**Text passage:**
__________
From The Prospect:
By Mark Kleiman
Why reducing incarceration and victimization should be complementary goals
Despite the dramatic fall in crime rates since 1994, crime continues to impose massive social costs, strongly concentrated by race and class.
Crime-avoidance behavior does far more damage than actual criminal acts. When businesses flee high-crime neighborhoods, they leave behind reduced services, fewer opportunities for economic growth, and diminished social capital and political clout. Just as concentrated poverty breeds crime, high crime sustains concentrated poverty.
Poor African Americans suffer disproportionately from the costs of crime. Nearly a million black Americans are behind bars, and a black male high school dropout has a better than even chance of serving prison time before the age of 30. Since most violent crime is intra-racial, African American victimization rates closely track the incidence of serious offending among African Americans.
The criminal-justice system is stacked against minorities and the poor but not only in the ways usually portrayed: high arrest rates, high incarceration rates, overaggressive — sometimes lawless — policing, and the cultivation of an informant culture that destroys interpersonal trust. The system also discriminates by under-policing and under-punishing crimes committed against poor and black people, especially poor black people in neighborhoods defined by high crime and concentrated poverty.
Because criminal-justice resources of all kinds (police, prosecution, and jails) are less unequally distributed than is victimization, offenses in high-crime areas receive, on average, less attention than similar crimes in low-crime areas. In other words, the constitutional guarantee of “equal protection of the laws” is not being honored. Changing that ought to count as a central progressive demand.
Thus, the United States’ criminal-justice system confronts not one massive problem but two: We have too much crime and too much (of the wrong kind) of punishment, both concentrated in poor, black neighborhoods. These problems need to be addressed in tandem by developing strategies of crime control that can replace mass incarceration both in punishing offenders’ past crimes and in preventing future ones. The goal should be to return the incarceration rate to no more than 140 per 100,000 people — the peak rate observed between 1900 and 1975, but only a fifth of the current level — while continuing to drive down crime. The good news is that we now know quite a lot about how to accomplish this goal.
__________
**Material provided:**
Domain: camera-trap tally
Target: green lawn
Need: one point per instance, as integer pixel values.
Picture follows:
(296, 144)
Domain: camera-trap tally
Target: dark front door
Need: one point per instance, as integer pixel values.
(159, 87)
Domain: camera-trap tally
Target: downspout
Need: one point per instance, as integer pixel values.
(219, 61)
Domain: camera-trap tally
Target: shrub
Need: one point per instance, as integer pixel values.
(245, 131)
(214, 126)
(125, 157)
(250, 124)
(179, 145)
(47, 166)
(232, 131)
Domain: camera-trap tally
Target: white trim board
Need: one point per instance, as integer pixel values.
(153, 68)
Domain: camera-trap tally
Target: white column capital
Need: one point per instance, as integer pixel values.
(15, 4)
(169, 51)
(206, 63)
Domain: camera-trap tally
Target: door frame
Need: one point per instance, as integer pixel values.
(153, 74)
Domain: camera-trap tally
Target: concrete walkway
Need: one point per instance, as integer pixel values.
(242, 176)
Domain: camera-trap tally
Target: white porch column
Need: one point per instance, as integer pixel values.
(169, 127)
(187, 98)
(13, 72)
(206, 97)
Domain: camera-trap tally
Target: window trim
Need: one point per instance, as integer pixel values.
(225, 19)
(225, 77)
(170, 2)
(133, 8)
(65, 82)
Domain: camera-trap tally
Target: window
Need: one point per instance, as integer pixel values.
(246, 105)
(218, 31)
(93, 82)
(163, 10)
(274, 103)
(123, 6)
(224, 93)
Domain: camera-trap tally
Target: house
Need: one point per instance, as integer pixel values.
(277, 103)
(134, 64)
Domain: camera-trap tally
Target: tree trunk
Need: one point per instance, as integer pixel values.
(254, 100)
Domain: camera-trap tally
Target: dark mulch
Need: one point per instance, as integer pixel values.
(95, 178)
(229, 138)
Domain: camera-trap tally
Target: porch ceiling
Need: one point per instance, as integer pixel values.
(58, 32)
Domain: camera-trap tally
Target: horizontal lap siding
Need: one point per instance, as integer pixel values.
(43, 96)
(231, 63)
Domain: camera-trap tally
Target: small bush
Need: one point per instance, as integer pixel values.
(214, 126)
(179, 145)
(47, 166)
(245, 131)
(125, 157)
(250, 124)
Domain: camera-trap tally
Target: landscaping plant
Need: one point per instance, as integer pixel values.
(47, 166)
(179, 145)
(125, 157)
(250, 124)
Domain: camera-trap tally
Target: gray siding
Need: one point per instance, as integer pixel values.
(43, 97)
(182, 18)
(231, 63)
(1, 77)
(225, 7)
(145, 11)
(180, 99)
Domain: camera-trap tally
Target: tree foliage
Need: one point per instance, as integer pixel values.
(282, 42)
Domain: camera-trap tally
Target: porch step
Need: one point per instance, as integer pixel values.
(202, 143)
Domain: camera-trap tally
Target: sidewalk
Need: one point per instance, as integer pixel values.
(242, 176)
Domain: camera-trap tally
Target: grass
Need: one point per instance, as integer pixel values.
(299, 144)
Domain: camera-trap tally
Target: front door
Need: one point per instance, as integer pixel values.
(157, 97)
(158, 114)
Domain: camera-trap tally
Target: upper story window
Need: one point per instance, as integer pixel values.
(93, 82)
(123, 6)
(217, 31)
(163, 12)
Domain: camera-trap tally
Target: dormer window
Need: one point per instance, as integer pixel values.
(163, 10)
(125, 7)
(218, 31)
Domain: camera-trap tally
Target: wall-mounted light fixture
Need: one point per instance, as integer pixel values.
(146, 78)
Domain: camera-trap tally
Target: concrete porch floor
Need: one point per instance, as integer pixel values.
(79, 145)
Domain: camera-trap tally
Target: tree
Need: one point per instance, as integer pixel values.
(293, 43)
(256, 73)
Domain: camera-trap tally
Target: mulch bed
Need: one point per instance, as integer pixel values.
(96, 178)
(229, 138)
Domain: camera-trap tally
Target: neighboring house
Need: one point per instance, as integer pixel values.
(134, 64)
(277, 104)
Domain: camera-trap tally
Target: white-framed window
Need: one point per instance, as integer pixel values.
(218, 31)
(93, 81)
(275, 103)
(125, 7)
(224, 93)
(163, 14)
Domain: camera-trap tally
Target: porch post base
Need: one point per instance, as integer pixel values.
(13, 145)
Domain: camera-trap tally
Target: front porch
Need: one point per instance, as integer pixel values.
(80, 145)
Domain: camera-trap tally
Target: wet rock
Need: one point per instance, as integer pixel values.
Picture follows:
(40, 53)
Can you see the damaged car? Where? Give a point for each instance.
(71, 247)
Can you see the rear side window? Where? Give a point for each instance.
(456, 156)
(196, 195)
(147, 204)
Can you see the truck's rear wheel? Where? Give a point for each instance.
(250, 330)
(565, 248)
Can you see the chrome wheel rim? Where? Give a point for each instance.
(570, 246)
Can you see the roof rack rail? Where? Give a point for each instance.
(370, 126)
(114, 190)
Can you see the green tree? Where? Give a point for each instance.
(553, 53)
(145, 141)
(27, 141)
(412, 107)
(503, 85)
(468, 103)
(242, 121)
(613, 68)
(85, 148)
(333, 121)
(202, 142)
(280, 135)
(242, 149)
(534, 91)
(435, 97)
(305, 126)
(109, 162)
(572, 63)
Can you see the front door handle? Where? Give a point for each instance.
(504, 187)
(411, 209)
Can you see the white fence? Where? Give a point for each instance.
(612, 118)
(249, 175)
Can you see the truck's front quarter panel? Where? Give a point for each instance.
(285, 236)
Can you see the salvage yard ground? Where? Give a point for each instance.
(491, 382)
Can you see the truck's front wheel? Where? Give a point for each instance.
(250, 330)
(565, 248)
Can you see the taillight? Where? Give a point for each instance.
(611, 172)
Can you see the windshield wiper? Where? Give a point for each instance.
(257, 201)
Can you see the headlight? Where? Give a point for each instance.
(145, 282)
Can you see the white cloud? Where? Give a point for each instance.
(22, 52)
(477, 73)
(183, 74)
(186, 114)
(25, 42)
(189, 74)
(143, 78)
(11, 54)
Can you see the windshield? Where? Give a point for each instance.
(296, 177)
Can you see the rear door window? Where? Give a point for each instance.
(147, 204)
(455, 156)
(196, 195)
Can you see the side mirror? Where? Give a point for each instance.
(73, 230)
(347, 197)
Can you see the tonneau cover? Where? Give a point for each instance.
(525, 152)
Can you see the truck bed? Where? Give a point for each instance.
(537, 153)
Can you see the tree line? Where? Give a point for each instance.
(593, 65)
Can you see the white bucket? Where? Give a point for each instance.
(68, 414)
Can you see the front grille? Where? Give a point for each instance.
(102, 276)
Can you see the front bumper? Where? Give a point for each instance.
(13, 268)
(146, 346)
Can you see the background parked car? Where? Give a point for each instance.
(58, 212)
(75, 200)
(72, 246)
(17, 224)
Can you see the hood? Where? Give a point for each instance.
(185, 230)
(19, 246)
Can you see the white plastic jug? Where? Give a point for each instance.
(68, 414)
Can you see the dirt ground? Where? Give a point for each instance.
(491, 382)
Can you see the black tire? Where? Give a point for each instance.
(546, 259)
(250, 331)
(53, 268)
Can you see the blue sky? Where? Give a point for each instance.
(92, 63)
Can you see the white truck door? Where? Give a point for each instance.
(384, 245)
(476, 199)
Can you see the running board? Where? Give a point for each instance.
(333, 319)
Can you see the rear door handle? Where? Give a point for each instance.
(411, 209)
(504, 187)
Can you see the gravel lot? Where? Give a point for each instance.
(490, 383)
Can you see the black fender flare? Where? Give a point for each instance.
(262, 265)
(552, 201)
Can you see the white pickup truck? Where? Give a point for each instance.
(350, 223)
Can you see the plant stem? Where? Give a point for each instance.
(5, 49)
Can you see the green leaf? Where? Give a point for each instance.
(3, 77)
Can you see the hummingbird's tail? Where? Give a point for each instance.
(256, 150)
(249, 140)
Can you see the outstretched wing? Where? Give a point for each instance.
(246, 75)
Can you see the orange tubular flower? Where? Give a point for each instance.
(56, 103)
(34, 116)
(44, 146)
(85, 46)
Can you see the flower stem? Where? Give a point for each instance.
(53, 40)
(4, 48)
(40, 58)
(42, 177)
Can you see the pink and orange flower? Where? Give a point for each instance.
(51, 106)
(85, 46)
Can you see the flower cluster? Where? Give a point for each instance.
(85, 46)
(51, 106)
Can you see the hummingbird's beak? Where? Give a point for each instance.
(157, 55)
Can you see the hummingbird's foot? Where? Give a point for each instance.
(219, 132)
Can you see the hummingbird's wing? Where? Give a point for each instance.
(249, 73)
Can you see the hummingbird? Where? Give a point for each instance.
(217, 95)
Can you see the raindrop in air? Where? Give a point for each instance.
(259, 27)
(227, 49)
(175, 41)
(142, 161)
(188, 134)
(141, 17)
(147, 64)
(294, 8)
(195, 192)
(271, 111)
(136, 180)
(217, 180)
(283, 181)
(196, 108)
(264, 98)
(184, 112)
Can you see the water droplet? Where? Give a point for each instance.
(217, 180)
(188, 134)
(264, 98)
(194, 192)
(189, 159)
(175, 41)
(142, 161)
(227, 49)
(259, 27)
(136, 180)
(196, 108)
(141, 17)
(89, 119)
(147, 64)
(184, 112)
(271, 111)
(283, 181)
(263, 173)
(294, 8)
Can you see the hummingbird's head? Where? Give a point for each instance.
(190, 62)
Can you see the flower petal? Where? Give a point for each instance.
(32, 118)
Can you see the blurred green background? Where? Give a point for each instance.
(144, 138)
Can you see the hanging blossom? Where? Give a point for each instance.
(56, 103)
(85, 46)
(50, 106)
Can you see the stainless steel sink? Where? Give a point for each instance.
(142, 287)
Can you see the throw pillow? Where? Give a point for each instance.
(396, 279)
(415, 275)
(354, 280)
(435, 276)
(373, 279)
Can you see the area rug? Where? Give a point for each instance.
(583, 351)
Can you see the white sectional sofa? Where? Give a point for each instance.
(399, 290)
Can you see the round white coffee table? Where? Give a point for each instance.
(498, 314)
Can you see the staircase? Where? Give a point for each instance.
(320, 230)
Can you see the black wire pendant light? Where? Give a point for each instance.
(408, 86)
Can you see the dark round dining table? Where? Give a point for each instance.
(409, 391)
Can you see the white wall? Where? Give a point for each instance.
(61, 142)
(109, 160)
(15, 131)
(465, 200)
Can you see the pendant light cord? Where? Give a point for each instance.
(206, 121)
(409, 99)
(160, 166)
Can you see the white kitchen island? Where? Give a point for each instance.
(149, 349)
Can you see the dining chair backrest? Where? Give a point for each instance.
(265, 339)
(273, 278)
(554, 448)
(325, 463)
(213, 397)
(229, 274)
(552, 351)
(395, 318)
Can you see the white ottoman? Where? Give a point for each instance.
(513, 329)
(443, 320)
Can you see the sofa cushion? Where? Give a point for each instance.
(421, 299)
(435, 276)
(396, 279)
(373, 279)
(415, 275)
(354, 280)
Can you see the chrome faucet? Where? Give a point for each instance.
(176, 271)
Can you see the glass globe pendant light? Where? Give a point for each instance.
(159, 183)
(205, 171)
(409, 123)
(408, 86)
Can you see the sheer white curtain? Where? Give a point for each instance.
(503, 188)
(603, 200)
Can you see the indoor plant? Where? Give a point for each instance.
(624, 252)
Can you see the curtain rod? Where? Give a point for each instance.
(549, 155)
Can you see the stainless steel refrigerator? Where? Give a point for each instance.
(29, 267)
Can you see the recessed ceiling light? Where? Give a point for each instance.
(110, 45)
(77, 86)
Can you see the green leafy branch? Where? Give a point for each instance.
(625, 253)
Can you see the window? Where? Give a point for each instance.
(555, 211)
__________
**What you will do:**
**A.** In the essay on crime and incarceration, substitute "employers" for "businesses" and reproduce everything from "Crime-avoidance behavior does" down to "among African Americans.".
**B.** Translate this sentence from the essay on crime and incarceration into Spanish: "Poor African Americans suffer disproportionately from the costs of crime."
**C.** Write the next paragraph of the essay on crime and incarceration, beginning after its final sentence.
The records are independent material and have no connection to the essay on crime and incarceration.

**Written responses:**
**A.**
Crime-avoidance behavior does far more damage than actual criminal acts. When employers flee high-crime neighborhoods, they leave behind reduced services, fewer opportunities for economic growth, and diminished social capital and political clout. Just as concentrated poverty breeds crime, high crime sustains concentrated poverty.
Poor African Americans suffer disproportionately from the costs of crime. Nearly a million black Americans are behind bars, and a black male high school dropout has a better than even chance of serving prison time before the age of 30. Since most violent crime is intra-racial, African American victimization rates closely track the incidence of serious offending among African Americans.

**B.** Los afroamericanos pobres sufren de manera desproporcionada los costos del delito.

**C.**
The general claim that undifferentiated increases in social-service spending can reduce crime is unsupported by analysis or evidence. Yet specific interventions outside of the criminal-justice system can substantially reduce particular kinds of crime and aggressive behavior.
For example, a classroom-management technique known as the “good-behavior game,” in which a first-grade teacher divides students into teams that can win prizes if everyone behaves well, has been shown to reduce subsequent hard-drug use and conduct-disorder diagnoses by 50 percent, compared to randomly selected control groups. Though there is no published research showing crime-control benefits, conduct disorder is strongly correlated with crime.
Specific public-health measures can also reduce crime. Exposure to lead in early childhood has been linked to psychological impairments that can result in aggressive and criminal behavior as an adult. This has been demonstrated both by epidemiologist Herbert Needleman’s studies of delinquent and non — delinquent children and by statistical analysis correlating the de-leading of gasoline in the 1980s to the drop in crime in the 1990s. Completely de-leading residential buildings, estimates the economist Richard Nevin, could result in a 5 percent reduction in crime, which would offset the cost of lead-removal and perhaps yield future savings.
In these examples, however, crime reduction resulted as an unexpected side effect of a program designed around other goals. Similar gains could be seen if school districts, health departments, housing agencies, and child-welfare offices designed effective crime-control programs, but they rarely set out specifically to reduce crime. Until the directors of these agencies start to think of crime reduction as part of their mission, we will continue to miss opportunities to drive down the crime rate.